Is Rawls right about this? Would choice behind the veil of ignorance reveal what is fair for all? Take the example of sporting talent again. A tremendously talented soccer player (aka football player) can expect, with moderate luck, to become very rich. There is much hard work and sacrifice that goes into a successful soccer career, but it isn’t all about work and sacrifice. Primarily, it is a matter of talent. Should the talented have great advantages over the untalented? Life, Rawls observes, is a natural lottery. Is it fair that that the spoils go primarily or exclusively to the winners of this lottery? Rawls thinks that, intuitively, this is not fair. A fair society would ameliorate the advantages got by winning the natural lottery. This is known as Rawls’ natural lottery argument.

 

However, Rawls doesn’t have to appeal to the intuitive support of the natural lottery argument. Instead, let us try to answer the question by asking: would we, as rational, self-interested people, choose a society in which “the winner takes all” if we had no idea whether we were likely to be a winner or not? Perhaps we would be tempted to gamble. But remember we are gambling with the whole of our lives and we are gambling only once. (There’s no chance of making up our losses the next time we choose which kind of society to live in.) And in conditions of moderate scarcity, we know that the preponderance of people will not be winners. It seems clear at least that a “winner takes all” choice would be irrational in these circumstances. So what choice would be rational?

 

Rawls answers that, behind the veil of ignorance, we would choose very conservatively. There is too much at stake to gamble, so we would follow the choice principle called “maximin”. On this principle, the rational thing to choose in positions like the one Rawls imagines is to maximize the worse outcome. Choosing according to maximin means that you would be assured a better outcome than any other if things go badly for you. Of course, there are certain things that you would want no matter what position you occupy in society: equal liberties and rights (e.g. freedom of political association, freedom of conscience in personal matters, freedom of religious conviction, equal rights before the law); and equality of opportunity. Rawls refines these basic choices into two principles of justice.

 

The Two Principles of Justice

 

The Two Principles of Justice are:

 

1              Each person has an equal claim to a fully adequate scheme of basic rights and liberties, which scheme is compatible with the same scheme for all.

 

2              Social and economic inequalities are to satisfy two conditions: first they are to be attached to positions and offices open to all under conditions of fair equality of opportunity; and second they are to be to the greatest benefit of the least advantaged members of society.

 

The first principle is said to have priority over the second. This means that the first principle must be satisfied in full before the second is satisfied at all. The second principle has two parts: equal opportunity and the welfare of the least well off. This latter principle is highly distinctive. It represents most clearly Rawls’ commitment to the rationality of maximin choice in the original position. It is called “The Difference Principle.”  Let us look more closely at the difference principle.

************

◆ WHAT NEEDS TO BE DONE ◆
In the Rawls passage, what is the name of the choice principle that people behind the veil of ignorance would follow? The listing has no connection to the Rawls passage.

◆ DATASET SECTION ◆

************

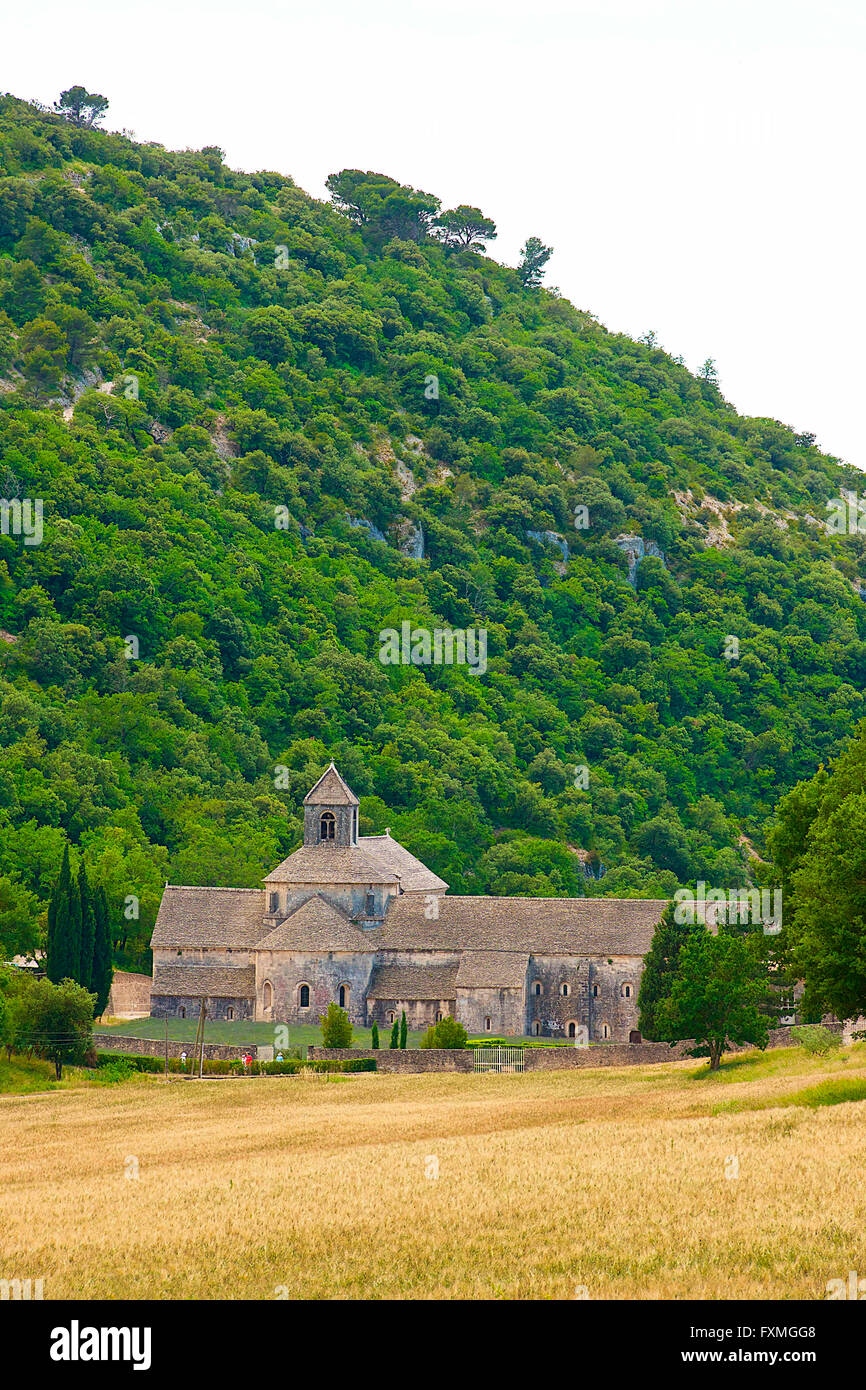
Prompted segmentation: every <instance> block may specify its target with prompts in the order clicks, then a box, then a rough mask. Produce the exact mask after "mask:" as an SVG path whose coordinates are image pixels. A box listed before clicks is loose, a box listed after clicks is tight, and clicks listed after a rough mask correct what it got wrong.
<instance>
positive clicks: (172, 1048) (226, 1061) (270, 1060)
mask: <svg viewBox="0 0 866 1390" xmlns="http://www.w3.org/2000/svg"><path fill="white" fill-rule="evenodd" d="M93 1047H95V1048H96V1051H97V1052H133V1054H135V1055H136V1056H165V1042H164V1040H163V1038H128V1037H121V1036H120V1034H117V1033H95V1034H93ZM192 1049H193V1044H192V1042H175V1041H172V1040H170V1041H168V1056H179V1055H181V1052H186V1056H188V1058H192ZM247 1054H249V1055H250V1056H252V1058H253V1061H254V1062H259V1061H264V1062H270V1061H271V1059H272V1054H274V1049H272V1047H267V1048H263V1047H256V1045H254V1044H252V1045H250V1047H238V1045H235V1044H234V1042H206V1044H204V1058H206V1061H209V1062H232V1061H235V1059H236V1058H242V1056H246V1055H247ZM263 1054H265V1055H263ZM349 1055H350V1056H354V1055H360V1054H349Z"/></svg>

************

◆ RESPONSE FOR THIS EXERCISE ◆
Maximin.